◆ **Task to carry out**:
The full listing below should be printed word for word.

◆ **Given records**:
== Segment start ==

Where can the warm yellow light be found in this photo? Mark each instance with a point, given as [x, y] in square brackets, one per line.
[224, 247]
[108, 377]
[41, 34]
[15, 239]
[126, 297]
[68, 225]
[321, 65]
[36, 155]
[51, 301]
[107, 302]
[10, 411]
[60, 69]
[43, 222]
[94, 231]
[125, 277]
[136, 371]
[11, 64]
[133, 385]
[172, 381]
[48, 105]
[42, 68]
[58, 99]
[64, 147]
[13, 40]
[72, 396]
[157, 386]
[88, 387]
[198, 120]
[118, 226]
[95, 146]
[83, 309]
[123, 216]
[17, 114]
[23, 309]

== Segment end ==

◆ **Your response**:
Where can the warm yellow light be found in this photo? Mark each instance with a point, given as [x, y] in square brackets, one per line.
[224, 247]
[108, 377]
[41, 34]
[15, 239]
[126, 297]
[68, 225]
[321, 65]
[36, 155]
[51, 301]
[107, 302]
[10, 411]
[60, 69]
[43, 222]
[94, 231]
[125, 277]
[136, 371]
[11, 64]
[133, 385]
[172, 381]
[48, 105]
[42, 68]
[58, 99]
[64, 147]
[13, 40]
[72, 396]
[157, 386]
[88, 387]
[198, 120]
[118, 226]
[95, 146]
[83, 309]
[123, 216]
[17, 114]
[23, 309]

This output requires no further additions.